Datensätze:
*****

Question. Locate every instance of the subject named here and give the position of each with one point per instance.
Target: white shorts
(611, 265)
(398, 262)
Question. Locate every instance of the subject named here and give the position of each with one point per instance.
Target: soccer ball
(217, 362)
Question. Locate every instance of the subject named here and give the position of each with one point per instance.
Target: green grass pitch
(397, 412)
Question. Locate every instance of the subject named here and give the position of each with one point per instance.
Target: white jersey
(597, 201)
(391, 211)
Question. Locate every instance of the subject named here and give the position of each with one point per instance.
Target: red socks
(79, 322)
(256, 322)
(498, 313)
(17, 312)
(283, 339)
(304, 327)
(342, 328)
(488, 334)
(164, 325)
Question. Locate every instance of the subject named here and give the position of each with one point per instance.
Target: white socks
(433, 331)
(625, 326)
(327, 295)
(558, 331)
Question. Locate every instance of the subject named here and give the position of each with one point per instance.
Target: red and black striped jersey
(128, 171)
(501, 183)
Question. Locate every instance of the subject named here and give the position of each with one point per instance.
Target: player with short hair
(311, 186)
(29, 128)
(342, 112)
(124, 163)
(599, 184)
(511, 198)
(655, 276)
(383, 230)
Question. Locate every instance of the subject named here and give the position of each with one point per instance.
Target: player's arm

*****

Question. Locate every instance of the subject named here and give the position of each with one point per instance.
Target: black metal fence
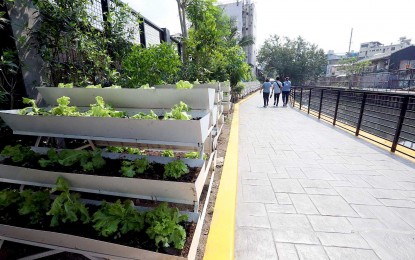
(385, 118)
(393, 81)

*****

Aufgabenstellung: Ermitteln Sie die Anzahl der Zeilen in den Datensätzen, die die Zeichenkette „jersey“ enthalten. Geben Sie ausschließlich die Zahl an.

Lösung: 2